---------- Material to process ----------
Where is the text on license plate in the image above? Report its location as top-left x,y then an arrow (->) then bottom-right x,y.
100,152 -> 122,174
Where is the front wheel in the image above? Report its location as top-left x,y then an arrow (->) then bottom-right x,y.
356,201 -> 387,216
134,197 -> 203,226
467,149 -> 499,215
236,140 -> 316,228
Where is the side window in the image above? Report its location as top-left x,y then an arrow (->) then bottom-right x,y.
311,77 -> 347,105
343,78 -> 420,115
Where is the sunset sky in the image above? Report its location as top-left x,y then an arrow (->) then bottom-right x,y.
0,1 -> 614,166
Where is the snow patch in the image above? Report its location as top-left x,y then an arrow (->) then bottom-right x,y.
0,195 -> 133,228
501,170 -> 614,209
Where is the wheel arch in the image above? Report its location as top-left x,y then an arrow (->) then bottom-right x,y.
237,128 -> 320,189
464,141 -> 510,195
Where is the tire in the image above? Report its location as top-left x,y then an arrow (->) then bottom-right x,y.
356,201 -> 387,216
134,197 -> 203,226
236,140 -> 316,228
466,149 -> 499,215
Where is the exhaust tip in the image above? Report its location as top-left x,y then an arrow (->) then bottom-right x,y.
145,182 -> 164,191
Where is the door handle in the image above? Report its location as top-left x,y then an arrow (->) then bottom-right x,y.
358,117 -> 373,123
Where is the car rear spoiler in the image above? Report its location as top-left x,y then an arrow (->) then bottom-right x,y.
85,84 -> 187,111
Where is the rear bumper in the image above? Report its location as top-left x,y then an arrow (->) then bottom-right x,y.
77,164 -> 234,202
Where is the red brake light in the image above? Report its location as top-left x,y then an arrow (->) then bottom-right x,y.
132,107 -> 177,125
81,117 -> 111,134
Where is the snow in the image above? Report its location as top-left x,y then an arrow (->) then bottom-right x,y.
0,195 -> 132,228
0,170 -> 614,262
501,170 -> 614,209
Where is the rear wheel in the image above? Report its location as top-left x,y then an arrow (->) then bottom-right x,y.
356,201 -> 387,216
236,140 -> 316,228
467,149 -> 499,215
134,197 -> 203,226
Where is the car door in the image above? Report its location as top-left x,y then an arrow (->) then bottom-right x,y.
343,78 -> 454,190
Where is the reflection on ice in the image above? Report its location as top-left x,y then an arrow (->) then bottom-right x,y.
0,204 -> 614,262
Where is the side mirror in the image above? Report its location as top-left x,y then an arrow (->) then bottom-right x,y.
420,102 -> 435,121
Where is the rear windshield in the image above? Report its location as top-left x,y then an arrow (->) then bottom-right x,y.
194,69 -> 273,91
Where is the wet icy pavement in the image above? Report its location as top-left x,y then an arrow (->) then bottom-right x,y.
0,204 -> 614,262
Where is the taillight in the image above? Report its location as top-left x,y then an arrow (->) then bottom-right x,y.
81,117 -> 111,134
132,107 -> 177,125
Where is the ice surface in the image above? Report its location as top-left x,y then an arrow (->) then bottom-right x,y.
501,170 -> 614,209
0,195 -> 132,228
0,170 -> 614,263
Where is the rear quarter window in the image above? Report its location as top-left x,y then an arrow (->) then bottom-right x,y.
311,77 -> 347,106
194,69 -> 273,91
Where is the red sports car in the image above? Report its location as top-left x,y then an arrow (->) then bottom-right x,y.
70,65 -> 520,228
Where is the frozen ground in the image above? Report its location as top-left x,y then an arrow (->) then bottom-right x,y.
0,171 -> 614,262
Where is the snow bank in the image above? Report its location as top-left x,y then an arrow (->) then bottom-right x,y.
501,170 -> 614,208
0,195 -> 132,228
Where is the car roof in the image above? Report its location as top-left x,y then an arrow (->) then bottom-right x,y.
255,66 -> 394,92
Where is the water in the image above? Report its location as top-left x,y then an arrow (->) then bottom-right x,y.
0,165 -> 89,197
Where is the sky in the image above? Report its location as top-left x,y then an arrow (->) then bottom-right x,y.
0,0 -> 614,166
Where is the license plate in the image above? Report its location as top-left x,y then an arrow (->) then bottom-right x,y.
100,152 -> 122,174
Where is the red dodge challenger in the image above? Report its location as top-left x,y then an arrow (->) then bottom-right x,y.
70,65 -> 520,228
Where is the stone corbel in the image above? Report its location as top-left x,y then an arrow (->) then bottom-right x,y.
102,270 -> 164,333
----------
Rewrite every line in the rows above, starting from the line containing "Where is the front" and ending with the line containing "145,182 -> 164,191" (both included). Leave every other line unchanged, but multiply each answer coordinate by 0.9 and round to the nearest whole number, with halves rounded up.

Where is the front wheel in the image above? Report its location as top-left x,y then an arrow (->) then bottom-right x,y.
320,181 -> 348,194
121,177 -> 183,203
420,134 -> 449,194
212,126 -> 284,205
Where is the side window in the image above? Report its location as top-left x,y then an arrow (->) then bottom-right x,y.
280,69 -> 312,95
309,70 -> 378,104
Where is the sunset sky in the image above? Report its location as top-left x,y then an arrow (->) then bottom-right x,y.
0,1 -> 553,149
Where is the snow patch in the image above? Report its location as top-left x,y then an arrow (->) then bottom-right x,y.
0,176 -> 120,205
451,153 -> 553,188
Where is the wheel arch in the image above? Report its location as top-left x,y then an arrow (->) then bottom-right x,y.
213,115 -> 288,170
418,127 -> 459,176
Where is the tire in the image above? Report its location as top-left x,y then an arrow (->) then bottom-right x,y.
320,181 -> 348,194
121,177 -> 183,203
212,126 -> 284,205
419,134 -> 449,194
Where is the exhaust tip in the image above? Report its location as top-left x,y then an arrow (->) then bottom-right x,y.
131,164 -> 148,172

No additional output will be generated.